Lay out as a Markdown table the lines starting at the one containing "One point marks each instance of the overcast" and ending at the one containing "x=443, y=120", using only those lines. Give the table two columns, Row for a running number and Line for the line itself, and leave out any blank lines.

## RAW DATA
==*==

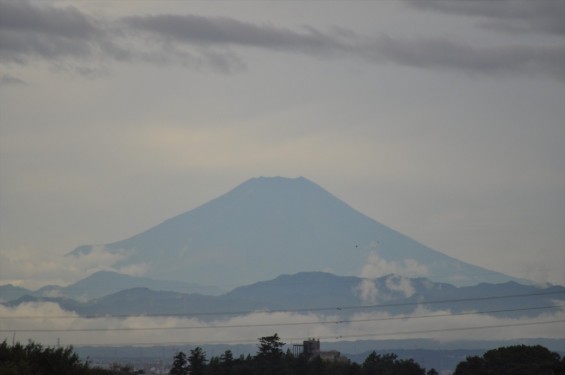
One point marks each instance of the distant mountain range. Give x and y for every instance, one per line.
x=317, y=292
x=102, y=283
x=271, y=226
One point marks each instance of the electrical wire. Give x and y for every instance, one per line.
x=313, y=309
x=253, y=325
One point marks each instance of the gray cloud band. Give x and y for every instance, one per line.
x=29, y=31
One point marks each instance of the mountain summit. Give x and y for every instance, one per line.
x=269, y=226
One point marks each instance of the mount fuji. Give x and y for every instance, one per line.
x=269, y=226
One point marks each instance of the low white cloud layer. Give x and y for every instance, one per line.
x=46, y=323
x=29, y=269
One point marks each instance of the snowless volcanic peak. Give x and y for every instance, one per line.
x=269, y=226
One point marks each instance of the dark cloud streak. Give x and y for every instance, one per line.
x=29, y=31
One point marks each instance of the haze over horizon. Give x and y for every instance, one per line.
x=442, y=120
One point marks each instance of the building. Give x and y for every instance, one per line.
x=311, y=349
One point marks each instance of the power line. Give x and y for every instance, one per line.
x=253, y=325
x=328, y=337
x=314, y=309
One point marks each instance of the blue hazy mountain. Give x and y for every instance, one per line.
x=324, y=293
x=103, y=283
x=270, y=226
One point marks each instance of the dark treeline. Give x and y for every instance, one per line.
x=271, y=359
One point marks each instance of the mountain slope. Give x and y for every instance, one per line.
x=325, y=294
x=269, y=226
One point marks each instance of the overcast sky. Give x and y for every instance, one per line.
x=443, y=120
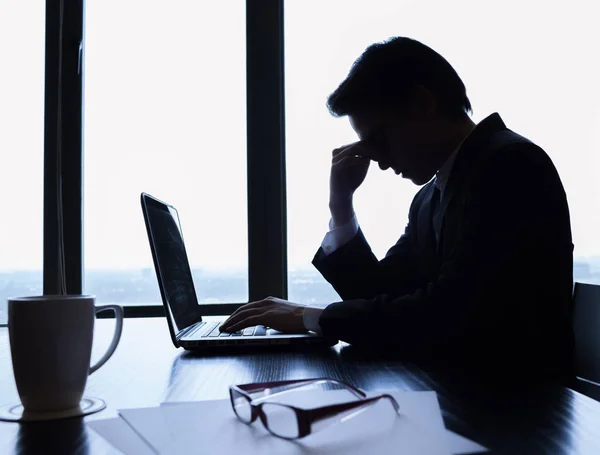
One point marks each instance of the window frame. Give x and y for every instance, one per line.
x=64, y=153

==*==

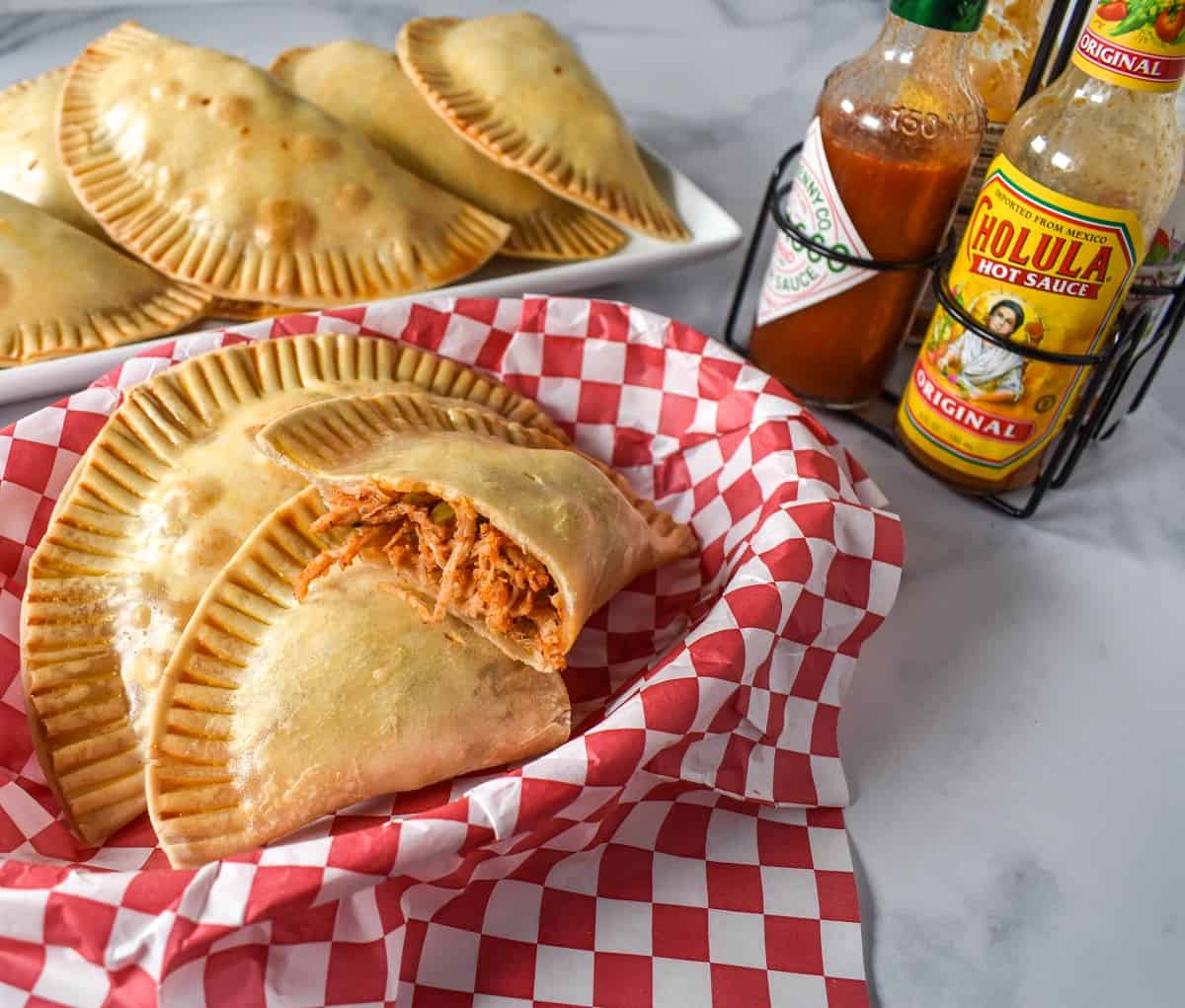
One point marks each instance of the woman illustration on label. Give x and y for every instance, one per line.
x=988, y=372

==*==

## COMPLETE RESPONSE
| Row | Line |
|---|---|
| 1 | One point marks each instance of the overcast sky. Give x and y for every instance, one per line. |
| 2 | x=443, y=120 |